- _Exercise goal_
Render every row below as a two-column CSV with the header text,answer: give one line per row, with its wording under text and its answer under answer. Enclose each field in double quotes and replace line breaks within a field with spaces.

- _Data_

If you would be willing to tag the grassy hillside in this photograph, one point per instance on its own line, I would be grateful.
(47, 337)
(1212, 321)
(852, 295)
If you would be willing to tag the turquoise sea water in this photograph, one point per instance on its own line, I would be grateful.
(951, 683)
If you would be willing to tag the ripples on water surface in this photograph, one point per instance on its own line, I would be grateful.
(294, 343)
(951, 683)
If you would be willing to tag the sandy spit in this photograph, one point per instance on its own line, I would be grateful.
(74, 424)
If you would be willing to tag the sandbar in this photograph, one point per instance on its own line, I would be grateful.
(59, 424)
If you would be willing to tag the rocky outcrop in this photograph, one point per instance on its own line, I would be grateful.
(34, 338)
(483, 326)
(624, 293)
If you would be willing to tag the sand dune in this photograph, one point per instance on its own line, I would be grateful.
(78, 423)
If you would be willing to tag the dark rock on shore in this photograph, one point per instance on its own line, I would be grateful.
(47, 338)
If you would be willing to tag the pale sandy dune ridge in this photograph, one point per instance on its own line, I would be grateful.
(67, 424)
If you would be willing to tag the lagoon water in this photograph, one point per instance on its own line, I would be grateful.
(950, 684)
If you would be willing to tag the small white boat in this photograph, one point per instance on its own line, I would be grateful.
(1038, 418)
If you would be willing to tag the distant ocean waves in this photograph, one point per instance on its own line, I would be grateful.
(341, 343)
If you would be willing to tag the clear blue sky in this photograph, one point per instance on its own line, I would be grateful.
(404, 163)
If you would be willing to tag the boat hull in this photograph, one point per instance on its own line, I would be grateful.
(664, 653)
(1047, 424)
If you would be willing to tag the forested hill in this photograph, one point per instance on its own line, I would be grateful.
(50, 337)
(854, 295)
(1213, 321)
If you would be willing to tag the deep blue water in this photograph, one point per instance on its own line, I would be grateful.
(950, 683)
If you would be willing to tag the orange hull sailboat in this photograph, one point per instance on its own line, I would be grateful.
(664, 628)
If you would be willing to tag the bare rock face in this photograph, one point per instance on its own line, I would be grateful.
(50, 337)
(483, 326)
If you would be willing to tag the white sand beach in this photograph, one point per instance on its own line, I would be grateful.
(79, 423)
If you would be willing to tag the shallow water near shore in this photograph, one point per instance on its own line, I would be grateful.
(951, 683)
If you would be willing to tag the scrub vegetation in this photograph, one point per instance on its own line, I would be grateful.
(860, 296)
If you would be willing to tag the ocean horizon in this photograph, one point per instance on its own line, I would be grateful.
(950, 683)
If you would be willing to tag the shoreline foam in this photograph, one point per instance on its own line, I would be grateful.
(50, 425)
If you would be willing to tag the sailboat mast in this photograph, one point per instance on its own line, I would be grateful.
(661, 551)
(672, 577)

- _Final answer_
text,answer
"If you would be willing to tag the grassy hillside in this photograph, one point per instance on its own line, I would be grateful.","(47, 337) (1212, 321) (852, 295)"
"If you would be willing to tag the turquoise sea water in this photograph, one point per instance on its own line, I would be grateful.","(951, 683)"
"If you would be willing to tag the ripples on water surface in this photograph, one point per instance on its own line, I would be grateful.","(294, 343) (951, 683)"
"If you would be willing to tag the sandy spit in this photograph, one point per instance on its own line, I would be grateful.","(74, 424)"
"If you would be willing to tag the sandbar in this photograph, one point per instance on its own line, I would be grateful.","(59, 424)"
"If you would be willing to tag the rocky outcrop in this photograph, one point per instance on its own line, I would be grateful.","(34, 338) (483, 326) (624, 293)"
"If you would be willing to tag the sand dune in this photograph, one point per instance on its own line, I would be grateful.","(78, 423)"
"If you would be willing to tag the dark rock on shore in this photograph, one point per instance on its own line, I would be grateful.","(47, 338)"
"If you would be willing to tag the pale sandy dune ridge in this photograph, one point per instance on its own line, I would be grateful.","(67, 424)"
"If you would be willing to tag the lagoon water in this photograph, one point per instance on its own line, I would be grateful.","(950, 684)"
"If you would be willing to tag the small white boat in this photograph, one point per instance on its own line, I would be grateful.","(1038, 418)"
"If you would be willing to tag the distant ocean waves in this photograph, one point per instance on its own line, I would be grateful.","(341, 343)"
"If you would be willing to tag the clear blue sky in this photograph, one point per instance on its own line, I would be grateful.","(404, 163)"
"If you would be willing to tag the boat hull in this photograph, one point per instance on its own line, I would be grateful.","(664, 653) (1047, 424)"
"If you would be willing to tag the forested hill in this photograph, one point per instance on its own line, I would be grateful.","(50, 337) (854, 295) (1213, 321)"
"If you would be willing to tag the deep blue water in this photograph, one point per instance on its own line, I would be grateful.","(950, 683)"
"If you would be willing to tag the orange hull sailboat in this photograph, one point per instance on its own line, I would be grateful.","(664, 628)"
"If you would be willing to tag the bare rock face in this photograph, one point per instance on its own line, I would be grateful.","(50, 337) (483, 326)"
"If you would be willing to tag the white sand beach in this photograph, one point per instance on its own line, I would be grateful.","(79, 423)"
"If you would be willing to tag the shallow water near shore in this photograph, one point per instance on its own line, I would be grateful.","(951, 683)"
"If you would be willing to tag the scrub vegetation in this photograph, one point per instance on its own line, I would be grateful.","(860, 296)"
"If you would be willing to tag the ocean horizon in this photograph, one point per instance on its own line, I would be grateful.","(950, 683)"
"If you would be willing to tag the shoreline foam in this photograph, one point per instance on its own line, I would be grateful.","(50, 425)"
"If you would be willing to tag the sailboat mast in this photograph, one point per instance on its own line, I would be grateful.","(661, 551) (672, 577)"